GIVEN TASK 1: Copy the reading notes from "Reading Notes: June" to "of Metaphysics, 82)".
GIVEN TASK 2: Write what follows the last sentence of the reading notes.

PROVIDED PASSAGE:

************

Reading Notes: June 6th, 2022
“For, as we have more than once insisted, there is manifestly a great deal more in my own experience than what is at any time present as the object of conscious cognition. Or, as Mr. Bradley is found of putting it, there is always more in my mind than before it. I am never fully aware at any moment even of the full nature of my own purposes and feelings….The object of knowledge has always a character of which only a fragment is ever presented to my perception or reflection in any cognitive state. Every cognitive state refers to or stands for a great deal more than it directly means to me.” (Taylor, Elements of Metaphysics, 82)
“The terms Subject and Object (Subjective and Objective) denote complimentary “moments” of a concrete fact—“moments” which necessarily emerge as correlated opposites within any and every “actual” cognizant experience when that is raised (or raises itself) to the reflective level; or when (as I expressed it less accurately before) it is subjected to philosophical (“critical”) analysis. The terms mean nothing, except when applied to “moments” within their “concrete fact”—within some specific form or individual type of “actual” knowledge; and, when thus applied, each means precisely that which, within the concretum, is not (is the contrasted correlative of) that which is meant by the other. Nothing, in short, is a subject or subjective, an object or objective, as such and per se. There is no activity of knowing—no act or process, for example, of perceiving, judging, or inferring—which when abstracted from the concrete fact of knowledge (from, for example, the perception, judgment, inference) has any character at all. The activity of knowing (perceiving, judging, inferring, &c.) is one of two “moments” inseparable within, and presupposing, a concretum; and, within that concretum, both “moments” deserve, and receive, their respective appellations (viz. subjective and objective) precisely because the one is not, and can never be or become, the other.” (Joachim, Logical Studies, 151-152)

************

Stored items
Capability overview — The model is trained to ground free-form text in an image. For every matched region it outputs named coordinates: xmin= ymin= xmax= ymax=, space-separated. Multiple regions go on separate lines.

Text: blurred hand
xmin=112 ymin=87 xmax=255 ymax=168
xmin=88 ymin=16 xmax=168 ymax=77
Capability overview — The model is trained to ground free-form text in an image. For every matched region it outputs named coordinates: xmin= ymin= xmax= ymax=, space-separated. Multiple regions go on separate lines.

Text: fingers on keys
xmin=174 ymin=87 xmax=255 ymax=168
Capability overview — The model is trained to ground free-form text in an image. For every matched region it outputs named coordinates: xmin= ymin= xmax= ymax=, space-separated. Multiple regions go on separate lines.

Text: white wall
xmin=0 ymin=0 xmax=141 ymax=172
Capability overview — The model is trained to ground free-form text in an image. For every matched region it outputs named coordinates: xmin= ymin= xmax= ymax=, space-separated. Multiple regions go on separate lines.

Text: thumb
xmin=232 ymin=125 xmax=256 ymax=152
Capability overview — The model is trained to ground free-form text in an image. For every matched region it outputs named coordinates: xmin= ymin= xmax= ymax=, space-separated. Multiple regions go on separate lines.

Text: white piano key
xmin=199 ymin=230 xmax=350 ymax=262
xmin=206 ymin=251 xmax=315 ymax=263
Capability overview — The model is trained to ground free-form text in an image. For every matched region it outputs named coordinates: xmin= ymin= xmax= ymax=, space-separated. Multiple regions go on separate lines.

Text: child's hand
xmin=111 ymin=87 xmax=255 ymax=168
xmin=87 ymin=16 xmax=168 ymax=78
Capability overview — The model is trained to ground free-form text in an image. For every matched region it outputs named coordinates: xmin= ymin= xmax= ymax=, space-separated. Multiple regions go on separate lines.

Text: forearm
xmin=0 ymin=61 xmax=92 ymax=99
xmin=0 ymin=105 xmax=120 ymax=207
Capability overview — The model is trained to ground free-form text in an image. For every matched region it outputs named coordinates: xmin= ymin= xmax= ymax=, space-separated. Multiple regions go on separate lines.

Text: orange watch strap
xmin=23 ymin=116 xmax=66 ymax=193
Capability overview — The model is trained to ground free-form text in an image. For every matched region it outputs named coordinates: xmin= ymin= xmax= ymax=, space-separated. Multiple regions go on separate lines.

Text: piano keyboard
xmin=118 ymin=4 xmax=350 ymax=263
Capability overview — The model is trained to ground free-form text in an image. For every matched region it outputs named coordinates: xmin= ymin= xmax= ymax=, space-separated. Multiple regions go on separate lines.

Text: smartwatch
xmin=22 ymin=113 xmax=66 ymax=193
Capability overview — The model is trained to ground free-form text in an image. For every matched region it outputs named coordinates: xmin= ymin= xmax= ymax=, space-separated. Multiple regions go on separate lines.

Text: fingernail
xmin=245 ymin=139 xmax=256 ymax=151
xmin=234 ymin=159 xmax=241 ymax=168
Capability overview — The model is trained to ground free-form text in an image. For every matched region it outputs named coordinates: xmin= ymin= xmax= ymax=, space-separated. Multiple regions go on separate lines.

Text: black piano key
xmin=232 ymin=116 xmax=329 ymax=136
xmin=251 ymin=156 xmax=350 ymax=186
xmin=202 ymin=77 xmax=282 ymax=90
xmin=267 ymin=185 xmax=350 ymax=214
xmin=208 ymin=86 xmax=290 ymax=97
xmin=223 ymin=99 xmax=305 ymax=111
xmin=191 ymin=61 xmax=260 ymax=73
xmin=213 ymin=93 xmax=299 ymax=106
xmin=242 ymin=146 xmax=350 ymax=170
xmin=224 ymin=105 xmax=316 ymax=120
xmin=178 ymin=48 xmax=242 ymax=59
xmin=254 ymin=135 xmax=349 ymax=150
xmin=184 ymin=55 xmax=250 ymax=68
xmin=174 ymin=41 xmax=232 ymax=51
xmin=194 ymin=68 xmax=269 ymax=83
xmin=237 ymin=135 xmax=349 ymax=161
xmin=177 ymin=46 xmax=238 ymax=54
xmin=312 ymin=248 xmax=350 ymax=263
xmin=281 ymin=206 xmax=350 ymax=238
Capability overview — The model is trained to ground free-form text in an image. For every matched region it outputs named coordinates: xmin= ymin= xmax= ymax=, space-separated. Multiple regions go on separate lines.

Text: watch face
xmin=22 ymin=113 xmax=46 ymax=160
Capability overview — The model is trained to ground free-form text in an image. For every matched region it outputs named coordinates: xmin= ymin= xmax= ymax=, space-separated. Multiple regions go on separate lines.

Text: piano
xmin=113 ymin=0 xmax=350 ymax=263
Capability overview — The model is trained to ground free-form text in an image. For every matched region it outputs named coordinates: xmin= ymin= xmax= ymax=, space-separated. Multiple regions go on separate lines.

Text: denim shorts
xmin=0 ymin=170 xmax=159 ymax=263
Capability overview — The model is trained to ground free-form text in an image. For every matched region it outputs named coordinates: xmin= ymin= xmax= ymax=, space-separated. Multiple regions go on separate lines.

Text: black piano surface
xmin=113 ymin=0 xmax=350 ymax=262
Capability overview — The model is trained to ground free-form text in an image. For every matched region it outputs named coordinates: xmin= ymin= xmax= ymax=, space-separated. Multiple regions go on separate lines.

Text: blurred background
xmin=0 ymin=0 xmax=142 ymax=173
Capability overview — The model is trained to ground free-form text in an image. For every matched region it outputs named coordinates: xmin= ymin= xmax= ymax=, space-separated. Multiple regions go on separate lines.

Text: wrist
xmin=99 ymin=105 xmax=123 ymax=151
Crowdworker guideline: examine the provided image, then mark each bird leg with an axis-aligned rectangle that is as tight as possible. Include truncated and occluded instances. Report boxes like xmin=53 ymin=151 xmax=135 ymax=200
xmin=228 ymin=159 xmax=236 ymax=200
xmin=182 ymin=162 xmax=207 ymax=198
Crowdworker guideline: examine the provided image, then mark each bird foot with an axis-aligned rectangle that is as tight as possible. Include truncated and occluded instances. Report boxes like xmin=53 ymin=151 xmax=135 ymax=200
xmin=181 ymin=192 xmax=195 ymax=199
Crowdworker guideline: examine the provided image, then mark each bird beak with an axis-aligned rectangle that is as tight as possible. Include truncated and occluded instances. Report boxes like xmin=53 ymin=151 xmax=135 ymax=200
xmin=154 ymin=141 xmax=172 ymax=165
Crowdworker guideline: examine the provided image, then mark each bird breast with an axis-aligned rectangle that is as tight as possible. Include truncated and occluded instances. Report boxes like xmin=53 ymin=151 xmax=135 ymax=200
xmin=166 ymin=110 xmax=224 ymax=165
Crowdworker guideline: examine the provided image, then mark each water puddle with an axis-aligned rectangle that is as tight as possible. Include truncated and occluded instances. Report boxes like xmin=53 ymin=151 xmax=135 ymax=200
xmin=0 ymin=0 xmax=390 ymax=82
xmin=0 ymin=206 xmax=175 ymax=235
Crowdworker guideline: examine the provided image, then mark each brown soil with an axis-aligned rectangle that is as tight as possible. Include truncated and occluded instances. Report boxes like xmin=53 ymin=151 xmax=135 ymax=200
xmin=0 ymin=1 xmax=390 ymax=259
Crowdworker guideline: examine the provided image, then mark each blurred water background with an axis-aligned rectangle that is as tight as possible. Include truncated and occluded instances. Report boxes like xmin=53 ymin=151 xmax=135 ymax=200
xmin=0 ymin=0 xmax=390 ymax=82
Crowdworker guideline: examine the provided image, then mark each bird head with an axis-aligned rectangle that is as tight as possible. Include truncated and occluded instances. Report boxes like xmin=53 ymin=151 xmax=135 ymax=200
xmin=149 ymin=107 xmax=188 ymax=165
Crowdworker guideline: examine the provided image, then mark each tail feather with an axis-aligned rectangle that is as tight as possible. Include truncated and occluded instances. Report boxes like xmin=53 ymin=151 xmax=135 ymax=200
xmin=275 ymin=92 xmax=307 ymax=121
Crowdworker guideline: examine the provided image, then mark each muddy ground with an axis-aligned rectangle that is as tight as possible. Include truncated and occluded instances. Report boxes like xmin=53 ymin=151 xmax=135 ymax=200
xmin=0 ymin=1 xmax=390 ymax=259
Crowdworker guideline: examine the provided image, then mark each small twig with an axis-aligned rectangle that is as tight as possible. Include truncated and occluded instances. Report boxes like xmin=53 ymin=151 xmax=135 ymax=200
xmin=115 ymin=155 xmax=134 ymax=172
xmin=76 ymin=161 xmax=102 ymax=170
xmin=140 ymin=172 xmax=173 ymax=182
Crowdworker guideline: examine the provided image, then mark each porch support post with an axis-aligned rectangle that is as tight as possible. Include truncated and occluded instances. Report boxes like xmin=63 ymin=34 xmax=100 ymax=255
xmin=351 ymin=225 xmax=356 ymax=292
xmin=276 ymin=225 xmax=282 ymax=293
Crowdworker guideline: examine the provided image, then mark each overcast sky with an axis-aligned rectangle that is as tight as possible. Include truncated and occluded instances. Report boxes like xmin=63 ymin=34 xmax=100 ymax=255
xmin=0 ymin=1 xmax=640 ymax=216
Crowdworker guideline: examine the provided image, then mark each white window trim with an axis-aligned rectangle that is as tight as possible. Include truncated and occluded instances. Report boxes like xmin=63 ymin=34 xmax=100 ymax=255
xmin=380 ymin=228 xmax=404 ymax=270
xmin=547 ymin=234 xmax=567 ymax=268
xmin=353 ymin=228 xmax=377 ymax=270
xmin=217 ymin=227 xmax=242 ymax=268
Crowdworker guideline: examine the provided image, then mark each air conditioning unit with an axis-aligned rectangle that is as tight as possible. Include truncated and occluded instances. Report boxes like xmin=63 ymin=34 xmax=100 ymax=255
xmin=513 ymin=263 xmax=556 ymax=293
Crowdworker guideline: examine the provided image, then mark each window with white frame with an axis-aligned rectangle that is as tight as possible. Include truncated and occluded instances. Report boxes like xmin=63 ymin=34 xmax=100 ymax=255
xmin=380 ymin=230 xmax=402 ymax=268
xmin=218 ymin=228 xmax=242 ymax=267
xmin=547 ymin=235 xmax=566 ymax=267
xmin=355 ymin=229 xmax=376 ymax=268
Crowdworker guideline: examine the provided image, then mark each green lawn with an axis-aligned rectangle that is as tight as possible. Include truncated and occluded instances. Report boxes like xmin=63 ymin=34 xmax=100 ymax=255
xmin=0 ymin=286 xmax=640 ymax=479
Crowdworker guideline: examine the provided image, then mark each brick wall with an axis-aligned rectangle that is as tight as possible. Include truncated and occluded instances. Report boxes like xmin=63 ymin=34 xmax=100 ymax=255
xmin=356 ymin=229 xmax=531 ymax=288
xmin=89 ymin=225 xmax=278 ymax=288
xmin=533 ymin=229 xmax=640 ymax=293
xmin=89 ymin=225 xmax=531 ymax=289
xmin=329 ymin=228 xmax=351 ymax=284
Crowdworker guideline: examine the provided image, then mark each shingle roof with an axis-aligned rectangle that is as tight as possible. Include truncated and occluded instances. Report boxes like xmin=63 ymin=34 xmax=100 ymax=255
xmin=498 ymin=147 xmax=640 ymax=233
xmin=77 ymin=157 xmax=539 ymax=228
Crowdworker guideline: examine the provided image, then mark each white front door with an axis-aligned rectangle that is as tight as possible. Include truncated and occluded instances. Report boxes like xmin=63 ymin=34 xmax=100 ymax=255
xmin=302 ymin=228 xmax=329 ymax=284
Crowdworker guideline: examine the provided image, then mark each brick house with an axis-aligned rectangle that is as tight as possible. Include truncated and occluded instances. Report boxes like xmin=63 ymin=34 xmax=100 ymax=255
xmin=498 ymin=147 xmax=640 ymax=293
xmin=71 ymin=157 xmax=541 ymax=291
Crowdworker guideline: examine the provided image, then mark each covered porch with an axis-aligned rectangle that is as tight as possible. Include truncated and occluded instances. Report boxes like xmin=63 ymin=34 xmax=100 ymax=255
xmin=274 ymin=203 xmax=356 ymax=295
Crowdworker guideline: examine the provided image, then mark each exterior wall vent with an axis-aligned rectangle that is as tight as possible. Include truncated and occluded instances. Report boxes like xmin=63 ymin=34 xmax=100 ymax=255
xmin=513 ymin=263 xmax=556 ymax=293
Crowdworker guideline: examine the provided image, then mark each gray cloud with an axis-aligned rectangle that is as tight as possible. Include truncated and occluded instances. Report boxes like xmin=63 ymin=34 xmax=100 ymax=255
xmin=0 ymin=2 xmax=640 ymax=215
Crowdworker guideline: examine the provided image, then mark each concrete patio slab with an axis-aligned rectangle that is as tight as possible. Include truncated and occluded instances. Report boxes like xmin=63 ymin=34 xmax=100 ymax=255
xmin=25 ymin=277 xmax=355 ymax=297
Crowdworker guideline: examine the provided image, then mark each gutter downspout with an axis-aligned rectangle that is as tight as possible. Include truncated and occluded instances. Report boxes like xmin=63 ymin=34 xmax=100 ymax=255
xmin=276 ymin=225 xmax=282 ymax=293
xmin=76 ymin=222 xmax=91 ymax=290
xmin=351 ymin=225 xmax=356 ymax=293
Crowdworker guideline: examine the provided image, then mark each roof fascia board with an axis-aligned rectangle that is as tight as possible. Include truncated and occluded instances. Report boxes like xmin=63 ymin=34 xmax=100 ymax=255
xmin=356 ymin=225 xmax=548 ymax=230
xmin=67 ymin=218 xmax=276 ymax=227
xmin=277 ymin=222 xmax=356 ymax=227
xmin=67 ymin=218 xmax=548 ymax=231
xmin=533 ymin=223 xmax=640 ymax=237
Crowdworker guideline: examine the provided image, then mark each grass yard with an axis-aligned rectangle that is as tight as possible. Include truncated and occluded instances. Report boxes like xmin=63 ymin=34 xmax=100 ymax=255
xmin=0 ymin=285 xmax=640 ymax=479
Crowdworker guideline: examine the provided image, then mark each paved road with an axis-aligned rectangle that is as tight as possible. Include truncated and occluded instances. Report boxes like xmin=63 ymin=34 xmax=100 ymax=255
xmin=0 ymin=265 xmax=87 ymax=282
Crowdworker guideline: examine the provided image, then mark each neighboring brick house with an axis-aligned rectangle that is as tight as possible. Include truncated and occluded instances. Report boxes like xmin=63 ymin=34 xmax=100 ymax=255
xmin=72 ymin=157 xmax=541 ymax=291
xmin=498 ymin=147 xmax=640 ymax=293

************

TASK RESPONSE 1:
Reading Notes: June 6th, 2022
“For, as we have more than once insisted, there is manifestly a great deal more in my own experience than what is at any time present as the object of conscious cognition. Or, as Mr. Bradley is found of putting it, there is always more in my mind than before it. I am never fully aware at any moment even of the full nature of my own purposes and feelings….The object of knowledge has always a character of which only a fragment is ever presented to my perception or reflection in any cognitive state. Every cognitive state refers to or stands for a great deal more than it directly means to me.” (Taylor, Elements of Metaphysics, 82)

TASK RESPONSE 2:
“A closed circle, however limited it may be in its content, is yet in a very real sense infinite. It has determinateness, but it has no end. Now, if the infinity of God in space and time be taken in the sense here indicated, no objection need be raised against it. Even the human consciousness is, in a manner, unlimited with respect to space and time. The mind of man is never fixed to the here and now, but is always ready to wander through eternity; and we can easily think of a completed consciousness, to which all time and space should appear as present. Such a consciousness would be infinite in a very real sense, but a sense utterly different from that in which a mathematical series is infinite. Its content would still be definite and limited, but it would also be perfect and complete. Now this I take to be the essential point in the positive conception of infinity which Hegel seeks to substitute for what he describes as the “bad infinite.” The true infinite is without end, not because it goes on indefinitely, but because, like a circle, it returns into itself.” (Mackenzie, The Infinite and the Perfect, 369)
“Throughout all the continuities of consciousness that pertain to the legitimation and, in favourable cases, terminate in an evidence, there runs an identity of the supposed and eventually legitimated existent—the same that, from first to last, is an intentional pole of identity: There is no conceivable place where the life of consciousness is broken through, or could be broken through, and we might come upon a transcendency that possibly had any sense other than that of an intentional unity making its appearance in the subjectivity itself of consciousness.” (Husserl, Formal and Transcendental Logic, 235-236)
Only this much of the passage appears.